* _Text under study_

Summer is nearly upon us. The sun is shining, the weather is warm, flowers are blooming, and school is out. Summer is a great time for outdoor activities, like going for walks, doing yard work, or even preparing the garden. These activities are a great way to reduce stress, but we need to keep in mind some of the hazards summer can bring especially the heat and sun.

Heat and the sun are two hazards we may not think about when we go outside. Many times, we just want to get out of the house and enjoy the day overlooking some of the steps to protect ourselves. Before we decide on any outdoor plans, let’s take a look at some of the different types of heat and sun exposure and how we can protect ourselves.

Heat stress

  • Heat cramps are painful muscle spasms in the arms, legs, or intestines that are caused by losing salt while sweating.
    What to do: Cool down and drink water, clear juice, or a sports drink that contains electrolytes.
  • Fainting may be a problem in the heat, especially if you spend a lot of time standing in one place.
    What to do: A brief period of lying down usually helps. Also moving around, rather than standing still, reduces the risk of fainting in the heat.
  • Heat exhaustion can make you feel weak and possibly dizzy and/or nauseous. Other symptoms include chills, clammy skin, and profuse sweating.

* _Data excerpts_
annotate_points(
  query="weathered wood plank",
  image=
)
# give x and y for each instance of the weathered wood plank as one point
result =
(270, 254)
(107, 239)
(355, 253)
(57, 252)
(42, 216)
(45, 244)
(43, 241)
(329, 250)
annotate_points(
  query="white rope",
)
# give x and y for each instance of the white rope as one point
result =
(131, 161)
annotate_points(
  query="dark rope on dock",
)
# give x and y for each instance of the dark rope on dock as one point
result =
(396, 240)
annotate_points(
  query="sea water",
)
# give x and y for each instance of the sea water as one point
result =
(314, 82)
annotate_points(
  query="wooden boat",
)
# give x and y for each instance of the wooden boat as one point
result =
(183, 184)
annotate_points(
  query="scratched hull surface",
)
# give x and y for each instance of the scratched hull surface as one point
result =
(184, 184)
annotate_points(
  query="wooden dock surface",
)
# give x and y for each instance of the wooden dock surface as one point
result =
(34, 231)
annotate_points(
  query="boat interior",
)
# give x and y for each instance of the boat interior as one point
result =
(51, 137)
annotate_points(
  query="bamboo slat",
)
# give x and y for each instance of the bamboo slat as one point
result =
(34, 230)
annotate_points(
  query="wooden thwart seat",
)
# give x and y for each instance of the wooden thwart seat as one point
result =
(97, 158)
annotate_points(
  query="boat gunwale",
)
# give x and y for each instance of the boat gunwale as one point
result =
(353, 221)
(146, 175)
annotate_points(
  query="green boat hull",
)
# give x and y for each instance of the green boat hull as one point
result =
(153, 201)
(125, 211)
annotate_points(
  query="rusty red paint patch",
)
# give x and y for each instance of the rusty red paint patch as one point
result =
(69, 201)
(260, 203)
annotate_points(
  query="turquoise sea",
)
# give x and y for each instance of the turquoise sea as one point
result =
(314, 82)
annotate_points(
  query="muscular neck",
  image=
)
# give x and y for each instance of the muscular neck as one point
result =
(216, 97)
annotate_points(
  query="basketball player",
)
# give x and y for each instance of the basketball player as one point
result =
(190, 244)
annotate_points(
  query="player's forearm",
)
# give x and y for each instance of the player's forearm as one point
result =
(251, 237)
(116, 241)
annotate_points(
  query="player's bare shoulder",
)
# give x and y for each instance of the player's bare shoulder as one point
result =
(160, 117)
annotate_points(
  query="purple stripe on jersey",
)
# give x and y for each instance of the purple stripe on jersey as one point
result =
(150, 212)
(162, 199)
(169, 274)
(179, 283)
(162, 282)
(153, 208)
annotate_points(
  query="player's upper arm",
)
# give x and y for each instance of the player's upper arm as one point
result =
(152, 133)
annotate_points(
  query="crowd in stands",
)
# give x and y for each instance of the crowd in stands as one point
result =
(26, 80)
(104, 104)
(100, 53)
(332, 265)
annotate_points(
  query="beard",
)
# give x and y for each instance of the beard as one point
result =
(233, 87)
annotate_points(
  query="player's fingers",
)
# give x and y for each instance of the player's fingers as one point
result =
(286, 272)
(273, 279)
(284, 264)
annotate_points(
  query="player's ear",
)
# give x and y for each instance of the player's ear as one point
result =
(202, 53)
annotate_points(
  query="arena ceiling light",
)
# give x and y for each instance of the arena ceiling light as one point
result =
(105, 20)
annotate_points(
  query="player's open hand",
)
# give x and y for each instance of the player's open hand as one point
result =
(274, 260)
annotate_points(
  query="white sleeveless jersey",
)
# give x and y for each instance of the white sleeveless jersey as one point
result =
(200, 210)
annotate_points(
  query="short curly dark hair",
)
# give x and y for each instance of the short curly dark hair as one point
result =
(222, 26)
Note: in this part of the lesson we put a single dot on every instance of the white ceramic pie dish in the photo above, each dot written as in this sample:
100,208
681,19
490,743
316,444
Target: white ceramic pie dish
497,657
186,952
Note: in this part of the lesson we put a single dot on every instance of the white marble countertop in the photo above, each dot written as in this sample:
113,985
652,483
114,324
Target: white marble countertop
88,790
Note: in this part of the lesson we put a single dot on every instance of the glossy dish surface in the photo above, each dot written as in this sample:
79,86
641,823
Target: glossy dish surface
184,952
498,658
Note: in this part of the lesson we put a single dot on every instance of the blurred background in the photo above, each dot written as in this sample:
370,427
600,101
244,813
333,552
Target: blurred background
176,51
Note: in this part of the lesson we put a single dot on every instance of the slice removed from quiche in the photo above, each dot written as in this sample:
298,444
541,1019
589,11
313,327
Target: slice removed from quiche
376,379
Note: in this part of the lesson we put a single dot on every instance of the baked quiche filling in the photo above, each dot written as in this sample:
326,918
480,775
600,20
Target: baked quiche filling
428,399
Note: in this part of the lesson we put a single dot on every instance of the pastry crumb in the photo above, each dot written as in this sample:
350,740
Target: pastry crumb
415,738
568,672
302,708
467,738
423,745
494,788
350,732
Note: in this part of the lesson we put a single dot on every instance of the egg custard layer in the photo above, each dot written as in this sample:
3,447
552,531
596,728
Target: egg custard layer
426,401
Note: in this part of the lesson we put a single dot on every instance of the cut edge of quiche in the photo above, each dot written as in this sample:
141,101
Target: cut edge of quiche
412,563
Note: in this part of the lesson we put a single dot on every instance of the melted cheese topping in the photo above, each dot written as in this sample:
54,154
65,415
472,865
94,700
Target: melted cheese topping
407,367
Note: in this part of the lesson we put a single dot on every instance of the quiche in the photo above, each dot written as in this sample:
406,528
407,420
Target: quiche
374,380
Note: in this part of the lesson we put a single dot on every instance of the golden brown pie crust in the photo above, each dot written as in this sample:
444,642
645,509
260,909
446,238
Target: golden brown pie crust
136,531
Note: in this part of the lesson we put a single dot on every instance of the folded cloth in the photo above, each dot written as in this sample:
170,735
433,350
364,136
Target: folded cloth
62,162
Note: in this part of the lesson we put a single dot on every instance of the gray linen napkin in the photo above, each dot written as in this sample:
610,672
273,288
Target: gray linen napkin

* _Actions to take_
A. Please translate this sentence from the summer heat text into Spanish: "Heat and the sun are two hazards we may not think about when we go outside."
B. According to the summer heat text, what causes heat cramps? Answer in one to three sentences.

* _Solution list_
A. El calor y el sol son dos peligros en los que quizás no pensemos cuando salimos al aire libre.

B. Heat cramps are painful muscle spasms in the arms, legs, or intestines. They are caused by losing salt while sweating.